SHORT TASK:
Show each line of the items below that contains the word "skull", reproducing every such line in full and unchanged.

PROVIDED INFORMATION:
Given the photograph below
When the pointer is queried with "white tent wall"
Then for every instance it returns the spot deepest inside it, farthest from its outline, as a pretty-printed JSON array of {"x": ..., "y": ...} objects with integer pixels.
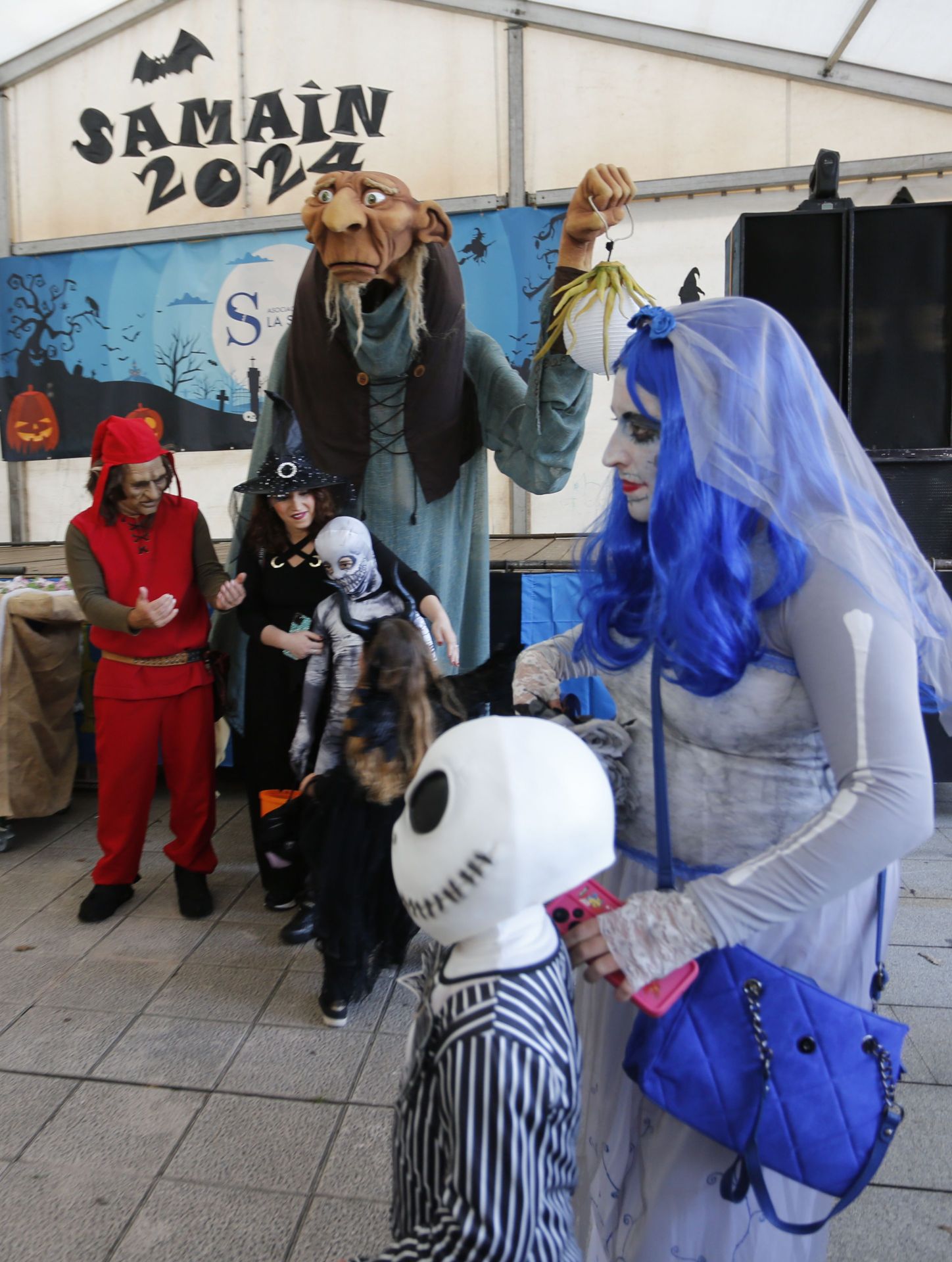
[{"x": 446, "y": 130}]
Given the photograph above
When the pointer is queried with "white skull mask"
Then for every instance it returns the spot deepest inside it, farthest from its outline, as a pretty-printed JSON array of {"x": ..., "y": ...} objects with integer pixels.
[
  {"x": 348, "y": 551},
  {"x": 503, "y": 814}
]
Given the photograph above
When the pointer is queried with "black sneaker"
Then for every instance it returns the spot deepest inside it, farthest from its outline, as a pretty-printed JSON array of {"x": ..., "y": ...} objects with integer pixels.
[
  {"x": 333, "y": 1012},
  {"x": 301, "y": 928},
  {"x": 103, "y": 900},
  {"x": 195, "y": 900}
]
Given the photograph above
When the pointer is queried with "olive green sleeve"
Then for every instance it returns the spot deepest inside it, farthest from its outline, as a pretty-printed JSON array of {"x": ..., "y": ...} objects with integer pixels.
[{"x": 90, "y": 586}]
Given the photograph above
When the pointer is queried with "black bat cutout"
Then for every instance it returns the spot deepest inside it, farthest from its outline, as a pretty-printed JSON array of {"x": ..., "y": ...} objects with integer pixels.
[{"x": 181, "y": 58}]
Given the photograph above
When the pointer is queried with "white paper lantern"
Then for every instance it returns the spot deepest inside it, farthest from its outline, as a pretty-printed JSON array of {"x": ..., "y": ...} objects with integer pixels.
[{"x": 585, "y": 340}]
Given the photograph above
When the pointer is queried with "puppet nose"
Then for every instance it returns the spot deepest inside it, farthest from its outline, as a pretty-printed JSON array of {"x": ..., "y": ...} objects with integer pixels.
[{"x": 345, "y": 214}]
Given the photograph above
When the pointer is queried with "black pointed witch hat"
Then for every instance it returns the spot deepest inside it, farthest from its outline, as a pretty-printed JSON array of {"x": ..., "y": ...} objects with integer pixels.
[{"x": 287, "y": 467}]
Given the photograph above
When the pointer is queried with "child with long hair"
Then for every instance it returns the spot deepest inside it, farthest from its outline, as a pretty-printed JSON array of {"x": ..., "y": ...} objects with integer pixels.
[{"x": 398, "y": 709}]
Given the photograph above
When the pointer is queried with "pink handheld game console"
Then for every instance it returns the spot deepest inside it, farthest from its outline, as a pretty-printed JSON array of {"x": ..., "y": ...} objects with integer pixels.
[{"x": 590, "y": 900}]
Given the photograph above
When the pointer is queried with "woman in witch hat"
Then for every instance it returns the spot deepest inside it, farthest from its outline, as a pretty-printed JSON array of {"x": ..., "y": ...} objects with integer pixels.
[{"x": 285, "y": 584}]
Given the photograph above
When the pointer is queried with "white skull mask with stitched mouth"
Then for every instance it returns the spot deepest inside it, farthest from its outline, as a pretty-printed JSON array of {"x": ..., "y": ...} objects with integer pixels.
[
  {"x": 503, "y": 814},
  {"x": 348, "y": 551}
]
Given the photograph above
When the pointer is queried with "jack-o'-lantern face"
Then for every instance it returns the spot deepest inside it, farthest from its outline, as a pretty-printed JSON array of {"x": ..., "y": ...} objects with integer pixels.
[
  {"x": 32, "y": 425},
  {"x": 151, "y": 417}
]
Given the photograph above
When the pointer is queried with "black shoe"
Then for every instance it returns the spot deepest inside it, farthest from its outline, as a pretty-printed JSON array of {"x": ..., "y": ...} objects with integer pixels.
[
  {"x": 301, "y": 928},
  {"x": 279, "y": 900},
  {"x": 103, "y": 900},
  {"x": 333, "y": 1012},
  {"x": 195, "y": 900}
]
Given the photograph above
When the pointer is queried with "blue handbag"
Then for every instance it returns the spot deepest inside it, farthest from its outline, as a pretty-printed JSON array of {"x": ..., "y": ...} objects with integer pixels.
[{"x": 761, "y": 1059}]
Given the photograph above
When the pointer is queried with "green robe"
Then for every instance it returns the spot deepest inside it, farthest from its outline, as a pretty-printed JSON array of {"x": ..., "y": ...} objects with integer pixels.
[{"x": 535, "y": 432}]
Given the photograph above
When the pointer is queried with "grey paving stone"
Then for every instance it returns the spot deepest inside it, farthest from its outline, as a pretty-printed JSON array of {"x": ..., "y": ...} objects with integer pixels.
[
  {"x": 360, "y": 1160},
  {"x": 940, "y": 845},
  {"x": 296, "y": 1002},
  {"x": 927, "y": 879},
  {"x": 172, "y": 1052},
  {"x": 187, "y": 1222},
  {"x": 245, "y": 946},
  {"x": 399, "y": 1011},
  {"x": 337, "y": 1228},
  {"x": 26, "y": 1104},
  {"x": 918, "y": 1156},
  {"x": 253, "y": 1142},
  {"x": 931, "y": 1030},
  {"x": 306, "y": 1064},
  {"x": 915, "y": 979},
  {"x": 62, "y": 1215},
  {"x": 60, "y": 1040},
  {"x": 9, "y": 1012},
  {"x": 114, "y": 1126},
  {"x": 152, "y": 939},
  {"x": 108, "y": 985},
  {"x": 215, "y": 994},
  {"x": 923, "y": 923},
  {"x": 888, "y": 1225},
  {"x": 24, "y": 975},
  {"x": 379, "y": 1081}
]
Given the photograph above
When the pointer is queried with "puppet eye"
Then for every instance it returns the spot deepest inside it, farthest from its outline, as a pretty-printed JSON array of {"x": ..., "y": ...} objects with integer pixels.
[{"x": 428, "y": 802}]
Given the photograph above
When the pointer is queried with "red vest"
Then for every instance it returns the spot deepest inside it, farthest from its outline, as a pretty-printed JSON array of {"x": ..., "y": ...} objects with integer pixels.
[{"x": 160, "y": 561}]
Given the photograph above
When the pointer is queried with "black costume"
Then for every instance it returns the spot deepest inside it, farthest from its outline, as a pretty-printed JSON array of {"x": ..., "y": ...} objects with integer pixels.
[{"x": 274, "y": 682}]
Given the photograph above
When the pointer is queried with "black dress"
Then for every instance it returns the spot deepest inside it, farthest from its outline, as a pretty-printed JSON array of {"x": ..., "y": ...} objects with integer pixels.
[{"x": 274, "y": 682}]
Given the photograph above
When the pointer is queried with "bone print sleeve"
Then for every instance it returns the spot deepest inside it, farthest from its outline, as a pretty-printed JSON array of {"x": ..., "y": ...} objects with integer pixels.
[{"x": 859, "y": 668}]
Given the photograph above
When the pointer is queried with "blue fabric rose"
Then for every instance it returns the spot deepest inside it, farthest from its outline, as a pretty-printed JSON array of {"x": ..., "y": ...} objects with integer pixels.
[{"x": 658, "y": 319}]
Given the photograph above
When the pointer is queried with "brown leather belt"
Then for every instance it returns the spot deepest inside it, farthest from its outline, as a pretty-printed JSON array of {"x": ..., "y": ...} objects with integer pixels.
[{"x": 174, "y": 659}]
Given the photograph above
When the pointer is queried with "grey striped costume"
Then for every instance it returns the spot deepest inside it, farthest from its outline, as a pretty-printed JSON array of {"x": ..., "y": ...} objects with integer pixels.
[{"x": 488, "y": 1119}]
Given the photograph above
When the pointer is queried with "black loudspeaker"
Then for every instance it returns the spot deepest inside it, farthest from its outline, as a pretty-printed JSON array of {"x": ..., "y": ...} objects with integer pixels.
[{"x": 870, "y": 292}]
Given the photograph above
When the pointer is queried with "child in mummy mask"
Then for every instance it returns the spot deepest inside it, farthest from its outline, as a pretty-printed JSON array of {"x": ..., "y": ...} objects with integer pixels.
[{"x": 502, "y": 816}]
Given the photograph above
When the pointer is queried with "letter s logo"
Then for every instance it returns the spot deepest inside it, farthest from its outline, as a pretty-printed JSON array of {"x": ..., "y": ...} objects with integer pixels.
[{"x": 234, "y": 314}]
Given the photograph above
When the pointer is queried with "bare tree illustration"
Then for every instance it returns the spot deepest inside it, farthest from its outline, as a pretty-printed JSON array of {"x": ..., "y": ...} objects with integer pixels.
[
  {"x": 182, "y": 359},
  {"x": 42, "y": 317}
]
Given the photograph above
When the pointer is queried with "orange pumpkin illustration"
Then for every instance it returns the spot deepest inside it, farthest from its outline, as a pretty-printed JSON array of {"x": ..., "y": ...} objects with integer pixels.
[
  {"x": 32, "y": 425},
  {"x": 152, "y": 418}
]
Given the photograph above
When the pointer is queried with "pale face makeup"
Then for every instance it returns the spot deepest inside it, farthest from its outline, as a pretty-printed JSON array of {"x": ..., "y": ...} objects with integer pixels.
[
  {"x": 143, "y": 489},
  {"x": 633, "y": 448},
  {"x": 296, "y": 510}
]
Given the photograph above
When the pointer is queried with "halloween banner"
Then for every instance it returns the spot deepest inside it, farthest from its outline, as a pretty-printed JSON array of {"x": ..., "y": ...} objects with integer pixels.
[{"x": 183, "y": 333}]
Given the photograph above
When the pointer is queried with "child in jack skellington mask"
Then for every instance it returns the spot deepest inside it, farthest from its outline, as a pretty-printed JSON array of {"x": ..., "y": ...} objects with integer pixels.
[{"x": 502, "y": 816}]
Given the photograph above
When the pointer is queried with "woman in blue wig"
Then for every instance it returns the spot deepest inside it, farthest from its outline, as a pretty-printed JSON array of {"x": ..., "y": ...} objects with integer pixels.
[{"x": 751, "y": 542}]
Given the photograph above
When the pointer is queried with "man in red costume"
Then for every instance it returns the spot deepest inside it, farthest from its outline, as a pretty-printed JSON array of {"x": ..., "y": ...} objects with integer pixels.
[{"x": 153, "y": 683}]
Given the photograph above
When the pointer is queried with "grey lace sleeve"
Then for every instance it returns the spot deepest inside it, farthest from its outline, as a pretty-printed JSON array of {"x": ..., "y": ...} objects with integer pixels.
[{"x": 540, "y": 668}]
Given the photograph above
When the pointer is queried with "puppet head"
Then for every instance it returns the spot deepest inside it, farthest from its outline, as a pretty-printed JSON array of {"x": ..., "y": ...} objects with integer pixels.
[
  {"x": 503, "y": 814},
  {"x": 364, "y": 223},
  {"x": 348, "y": 551}
]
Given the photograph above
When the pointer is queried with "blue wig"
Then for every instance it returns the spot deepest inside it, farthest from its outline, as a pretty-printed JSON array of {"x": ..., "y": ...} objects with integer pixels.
[{"x": 684, "y": 580}]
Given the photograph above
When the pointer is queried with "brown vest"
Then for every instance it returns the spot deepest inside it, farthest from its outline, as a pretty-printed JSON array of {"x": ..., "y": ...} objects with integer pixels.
[{"x": 331, "y": 395}]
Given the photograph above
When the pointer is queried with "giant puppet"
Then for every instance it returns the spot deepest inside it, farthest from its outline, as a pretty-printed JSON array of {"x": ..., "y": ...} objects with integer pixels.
[{"x": 398, "y": 393}]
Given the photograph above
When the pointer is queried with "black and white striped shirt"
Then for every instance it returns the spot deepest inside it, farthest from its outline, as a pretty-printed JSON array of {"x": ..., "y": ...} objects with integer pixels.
[{"x": 488, "y": 1120}]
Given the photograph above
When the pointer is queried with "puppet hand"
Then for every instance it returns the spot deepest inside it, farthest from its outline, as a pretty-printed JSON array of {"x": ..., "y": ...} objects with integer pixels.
[
  {"x": 152, "y": 614},
  {"x": 586, "y": 946},
  {"x": 611, "y": 189},
  {"x": 231, "y": 594},
  {"x": 535, "y": 683},
  {"x": 303, "y": 644}
]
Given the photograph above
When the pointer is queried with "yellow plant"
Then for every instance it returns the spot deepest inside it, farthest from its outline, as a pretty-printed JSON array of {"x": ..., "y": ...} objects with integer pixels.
[{"x": 606, "y": 283}]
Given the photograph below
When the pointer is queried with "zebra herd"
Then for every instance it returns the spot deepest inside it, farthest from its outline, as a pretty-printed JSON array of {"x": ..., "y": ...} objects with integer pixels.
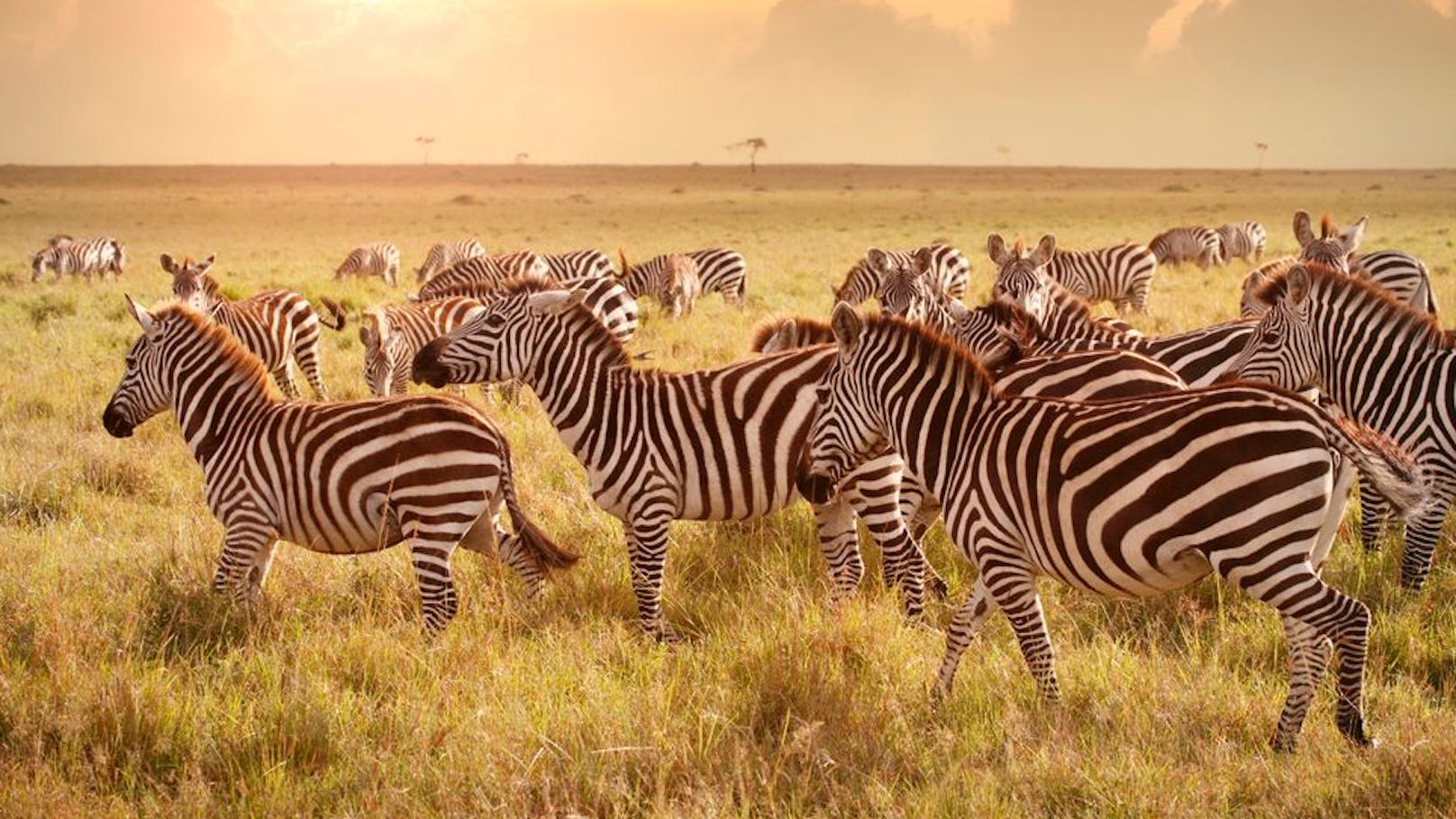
[{"x": 1051, "y": 441}]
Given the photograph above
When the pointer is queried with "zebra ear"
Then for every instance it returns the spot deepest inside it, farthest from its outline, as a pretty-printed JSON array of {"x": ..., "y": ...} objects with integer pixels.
[
  {"x": 1351, "y": 235},
  {"x": 1302, "y": 232},
  {"x": 1044, "y": 250},
  {"x": 996, "y": 247},
  {"x": 848, "y": 327},
  {"x": 1297, "y": 283},
  {"x": 149, "y": 325},
  {"x": 553, "y": 302}
]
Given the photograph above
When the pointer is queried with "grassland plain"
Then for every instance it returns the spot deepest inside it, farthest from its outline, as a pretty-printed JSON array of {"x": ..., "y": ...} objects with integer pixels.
[{"x": 127, "y": 688}]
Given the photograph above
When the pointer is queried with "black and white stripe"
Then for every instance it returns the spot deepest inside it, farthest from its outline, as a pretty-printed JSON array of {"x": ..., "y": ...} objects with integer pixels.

TASK SOLUTION:
When the pointer is queried with "white skull mask"
When the pointer is queried with "white skull mask with stitched mouth"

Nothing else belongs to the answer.